Extracted records
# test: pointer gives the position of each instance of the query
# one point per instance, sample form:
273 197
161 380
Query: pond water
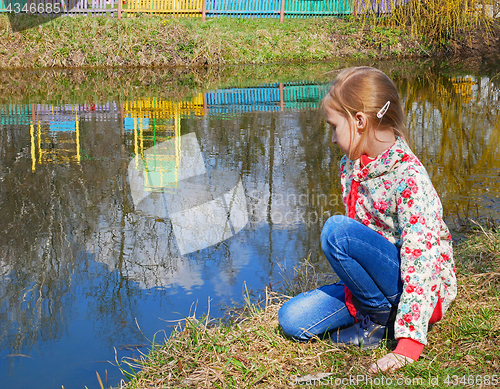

_WORK REQUEST_.
All records are to be reproduced exactly; the pictures are to be omitted.

_OUTPUT FOR THIS TASK_.
# test: pointer gives the position of each instance of the query
# one point per instance, sample form:
273 197
161 380
Query: pond water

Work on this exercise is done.